# Written problem:
Can you copy the data from the line containing "User intent: interact with the blurred foliage." through the line containing "[0,236,54,250]", adding 119 to every bounding box coordinate and leaving all other text unchanged? Leave out the pictures.

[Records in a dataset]
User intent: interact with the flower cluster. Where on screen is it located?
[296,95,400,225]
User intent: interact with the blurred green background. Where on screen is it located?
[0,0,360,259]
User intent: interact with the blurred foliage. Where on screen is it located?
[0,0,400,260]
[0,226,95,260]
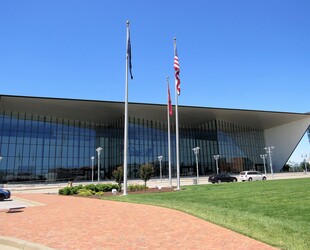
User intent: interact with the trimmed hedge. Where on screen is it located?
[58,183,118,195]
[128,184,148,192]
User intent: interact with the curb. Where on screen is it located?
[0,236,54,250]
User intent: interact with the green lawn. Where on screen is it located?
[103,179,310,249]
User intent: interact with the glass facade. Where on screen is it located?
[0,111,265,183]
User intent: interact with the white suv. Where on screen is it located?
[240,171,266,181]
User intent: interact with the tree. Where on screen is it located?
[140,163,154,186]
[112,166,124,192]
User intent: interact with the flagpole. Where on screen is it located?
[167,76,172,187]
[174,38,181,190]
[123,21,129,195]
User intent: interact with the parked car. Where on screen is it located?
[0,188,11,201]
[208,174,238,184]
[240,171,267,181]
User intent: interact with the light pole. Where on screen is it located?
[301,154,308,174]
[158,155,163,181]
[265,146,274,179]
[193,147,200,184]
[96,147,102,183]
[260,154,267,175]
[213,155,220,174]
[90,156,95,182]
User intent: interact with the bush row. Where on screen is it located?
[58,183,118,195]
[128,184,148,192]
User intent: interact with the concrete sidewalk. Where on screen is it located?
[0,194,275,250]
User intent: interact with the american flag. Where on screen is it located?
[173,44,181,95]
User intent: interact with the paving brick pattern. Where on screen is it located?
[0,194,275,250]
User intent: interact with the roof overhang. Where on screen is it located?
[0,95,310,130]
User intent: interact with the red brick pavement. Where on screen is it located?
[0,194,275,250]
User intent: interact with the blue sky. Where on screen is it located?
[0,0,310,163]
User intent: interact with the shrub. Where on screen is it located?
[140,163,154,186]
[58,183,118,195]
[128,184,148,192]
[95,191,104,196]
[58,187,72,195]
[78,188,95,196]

# Expected answer:
User intent: interact with the blurred foliage. Where on screen is it located?
[119,119,519,379]
[119,345,214,379]
User intent: interact with the trimmed hedge. Where on screen is it located?
[177,302,237,314]
[247,303,267,311]
User intent: interact with the curb. Where on screen is it located?
[119,355,173,369]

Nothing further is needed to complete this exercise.